What the task requires
Exclude the pictures. Transcribe exactly, and only, the lines from the one holding "Where can you see the white front" to the end of the material below.
--- START ---
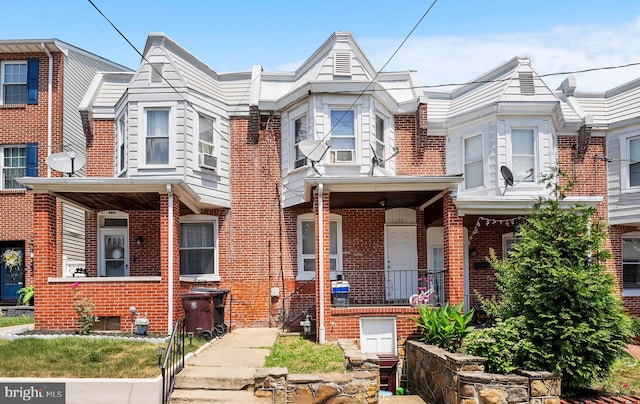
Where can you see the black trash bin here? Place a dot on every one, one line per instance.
(219, 300)
(198, 310)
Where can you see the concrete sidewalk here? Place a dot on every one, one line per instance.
(224, 372)
(244, 347)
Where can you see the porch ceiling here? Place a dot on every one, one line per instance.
(344, 200)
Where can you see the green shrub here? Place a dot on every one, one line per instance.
(556, 280)
(444, 326)
(502, 345)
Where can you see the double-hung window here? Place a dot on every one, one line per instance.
(198, 245)
(634, 162)
(306, 245)
(300, 133)
(121, 134)
(379, 147)
(343, 136)
(206, 143)
(14, 82)
(157, 136)
(523, 154)
(14, 165)
(631, 262)
(473, 162)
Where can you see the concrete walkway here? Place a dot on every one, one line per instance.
(224, 372)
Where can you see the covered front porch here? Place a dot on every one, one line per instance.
(385, 239)
(132, 256)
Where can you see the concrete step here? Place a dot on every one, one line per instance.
(216, 396)
(228, 378)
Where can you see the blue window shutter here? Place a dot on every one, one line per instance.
(33, 74)
(32, 159)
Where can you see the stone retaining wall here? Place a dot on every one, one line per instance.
(345, 388)
(440, 376)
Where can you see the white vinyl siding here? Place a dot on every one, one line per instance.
(473, 162)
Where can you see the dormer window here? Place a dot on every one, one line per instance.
(343, 136)
(379, 141)
(206, 146)
(523, 154)
(300, 133)
(473, 162)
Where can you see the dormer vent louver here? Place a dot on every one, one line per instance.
(342, 63)
(526, 83)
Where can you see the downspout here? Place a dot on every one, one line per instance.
(321, 329)
(49, 100)
(170, 254)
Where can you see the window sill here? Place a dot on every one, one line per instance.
(13, 106)
(200, 278)
(95, 279)
(311, 276)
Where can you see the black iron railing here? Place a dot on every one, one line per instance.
(173, 359)
(370, 287)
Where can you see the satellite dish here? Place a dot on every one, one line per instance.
(314, 150)
(508, 177)
(66, 162)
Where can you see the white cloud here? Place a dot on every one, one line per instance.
(458, 59)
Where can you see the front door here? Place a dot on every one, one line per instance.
(402, 262)
(11, 271)
(114, 255)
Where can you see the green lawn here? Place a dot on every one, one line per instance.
(299, 355)
(82, 357)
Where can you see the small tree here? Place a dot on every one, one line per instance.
(556, 281)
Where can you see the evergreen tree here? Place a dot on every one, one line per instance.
(556, 282)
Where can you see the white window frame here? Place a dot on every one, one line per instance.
(3, 168)
(380, 143)
(508, 240)
(628, 291)
(310, 217)
(204, 277)
(197, 140)
(335, 149)
(2, 82)
(294, 141)
(142, 144)
(121, 144)
(533, 179)
(466, 163)
(625, 155)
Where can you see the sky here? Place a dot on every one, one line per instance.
(457, 41)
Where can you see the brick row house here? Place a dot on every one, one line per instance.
(283, 186)
(41, 85)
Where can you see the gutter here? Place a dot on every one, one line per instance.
(49, 101)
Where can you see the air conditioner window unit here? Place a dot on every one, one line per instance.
(208, 161)
(342, 156)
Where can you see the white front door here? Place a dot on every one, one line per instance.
(402, 262)
(114, 255)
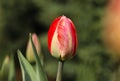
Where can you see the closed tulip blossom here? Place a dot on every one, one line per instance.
(62, 38)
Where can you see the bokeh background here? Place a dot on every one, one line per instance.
(18, 18)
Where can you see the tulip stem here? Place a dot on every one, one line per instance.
(60, 70)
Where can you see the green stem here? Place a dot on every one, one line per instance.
(60, 70)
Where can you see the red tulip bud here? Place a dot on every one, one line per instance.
(62, 38)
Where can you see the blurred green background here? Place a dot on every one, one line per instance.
(20, 17)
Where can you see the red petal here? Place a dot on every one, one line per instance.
(51, 31)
--- END ---
Result of the task
Where can you see the white front door here? Place a dot on every one, one line per instance.
(402, 262)
(114, 255)
Where can you see the closed tulip blossom here? Place a dot on every one, one line per instance.
(62, 38)
Where can you see the bokeh background here? Place a dot on every one, one line per instance.
(18, 18)
Where can you see the tulip stem here? Place a dot on every one, one line per instance.
(60, 70)
Where can you see the green stem here? Place a dot on every one, one line per instance.
(60, 70)
Where can you see the red tulip bud here? Place a dot on every one, one line per instance.
(62, 38)
Where can you see the blurred green background here? Place a dot on every one, one line per instance.
(20, 17)
Where can you see the red petal here? Place a dot on every one, one line per instance.
(51, 31)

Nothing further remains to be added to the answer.